#### EXERCISE INPUTS:
━━━
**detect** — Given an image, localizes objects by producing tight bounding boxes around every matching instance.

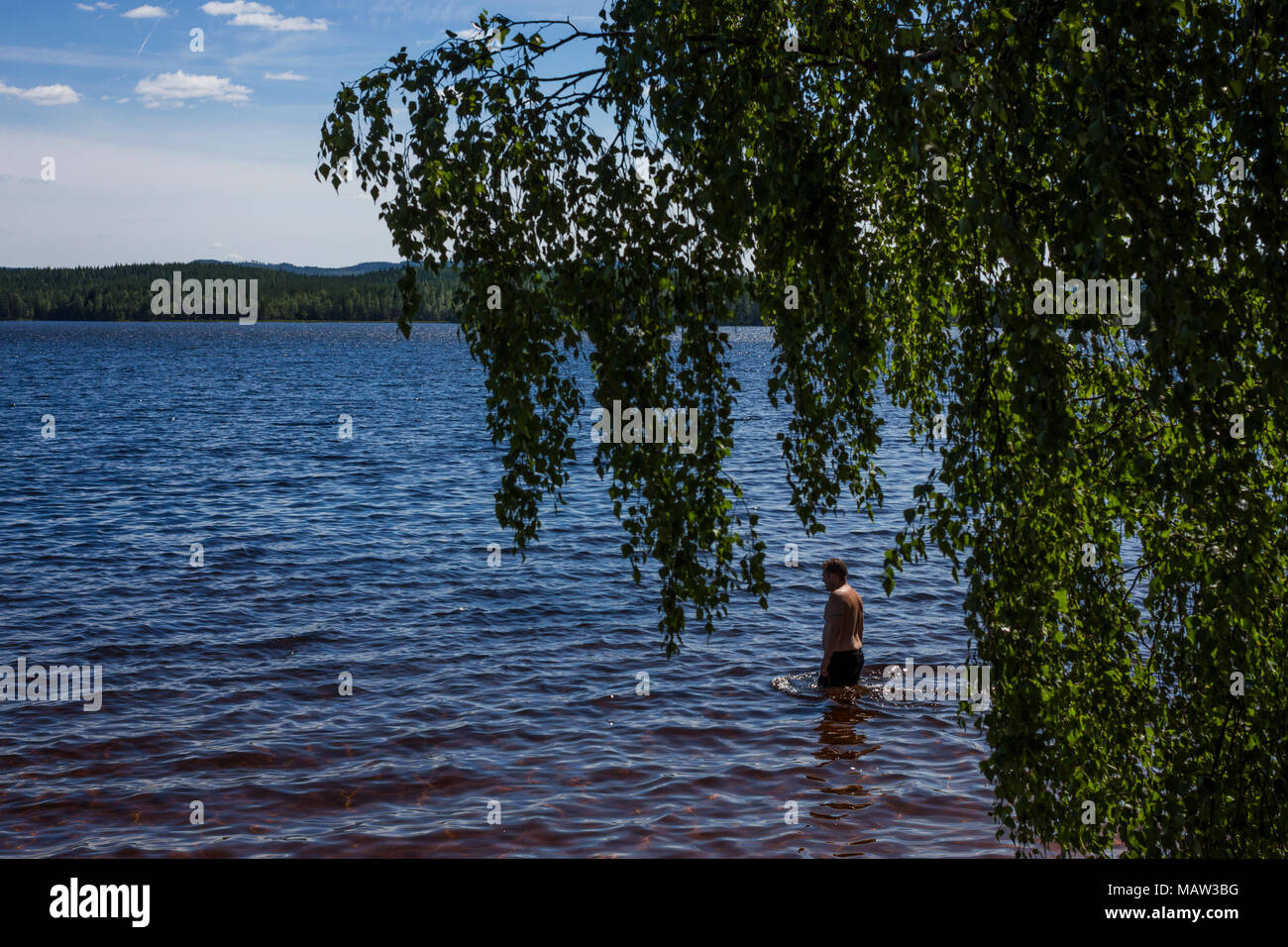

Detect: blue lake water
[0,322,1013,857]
━━━
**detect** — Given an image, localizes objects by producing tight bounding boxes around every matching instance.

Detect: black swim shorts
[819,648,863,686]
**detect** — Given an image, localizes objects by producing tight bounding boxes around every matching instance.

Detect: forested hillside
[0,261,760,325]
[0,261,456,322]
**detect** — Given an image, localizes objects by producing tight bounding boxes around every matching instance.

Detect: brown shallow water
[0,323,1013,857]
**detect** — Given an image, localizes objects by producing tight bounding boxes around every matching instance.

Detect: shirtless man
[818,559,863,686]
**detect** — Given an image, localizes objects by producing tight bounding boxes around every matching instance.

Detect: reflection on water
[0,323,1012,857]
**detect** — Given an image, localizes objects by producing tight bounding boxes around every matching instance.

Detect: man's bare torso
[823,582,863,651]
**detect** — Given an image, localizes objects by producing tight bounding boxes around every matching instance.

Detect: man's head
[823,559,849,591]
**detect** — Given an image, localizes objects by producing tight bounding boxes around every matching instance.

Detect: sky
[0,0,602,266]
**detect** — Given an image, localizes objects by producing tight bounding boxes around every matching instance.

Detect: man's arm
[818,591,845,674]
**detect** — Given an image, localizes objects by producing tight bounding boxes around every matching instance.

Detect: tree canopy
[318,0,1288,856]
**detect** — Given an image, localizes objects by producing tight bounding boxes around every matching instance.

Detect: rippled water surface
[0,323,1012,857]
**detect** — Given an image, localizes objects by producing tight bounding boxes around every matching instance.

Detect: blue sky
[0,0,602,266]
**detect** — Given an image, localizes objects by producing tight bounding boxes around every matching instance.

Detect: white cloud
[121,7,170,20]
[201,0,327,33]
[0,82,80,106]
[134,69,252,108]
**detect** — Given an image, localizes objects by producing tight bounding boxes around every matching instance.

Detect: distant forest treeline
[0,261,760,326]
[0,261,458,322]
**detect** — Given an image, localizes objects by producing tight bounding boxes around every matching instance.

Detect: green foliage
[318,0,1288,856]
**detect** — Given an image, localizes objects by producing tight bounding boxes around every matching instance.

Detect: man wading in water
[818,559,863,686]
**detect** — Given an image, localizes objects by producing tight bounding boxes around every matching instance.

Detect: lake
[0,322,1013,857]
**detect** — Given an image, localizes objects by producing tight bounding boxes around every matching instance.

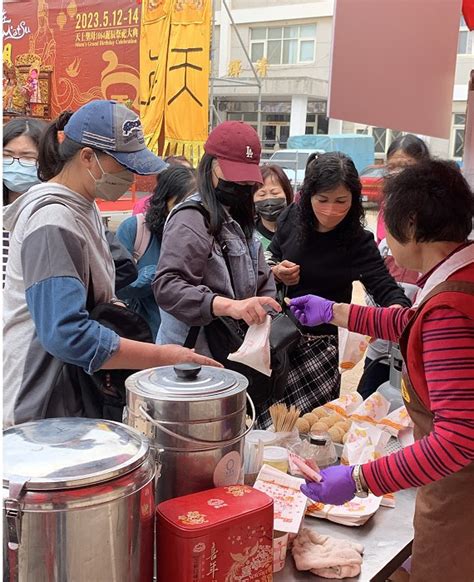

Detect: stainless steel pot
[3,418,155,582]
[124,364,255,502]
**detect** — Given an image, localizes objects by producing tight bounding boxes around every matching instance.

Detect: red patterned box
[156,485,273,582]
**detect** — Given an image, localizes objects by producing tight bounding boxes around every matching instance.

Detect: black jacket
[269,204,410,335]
━━━
#### EXERCISE REQUIREMENTS:
Please count the lines in the rows above that contain the string "water", with case counting, and reply with only the number.

#### REPLY TO THE EXERCISE:
5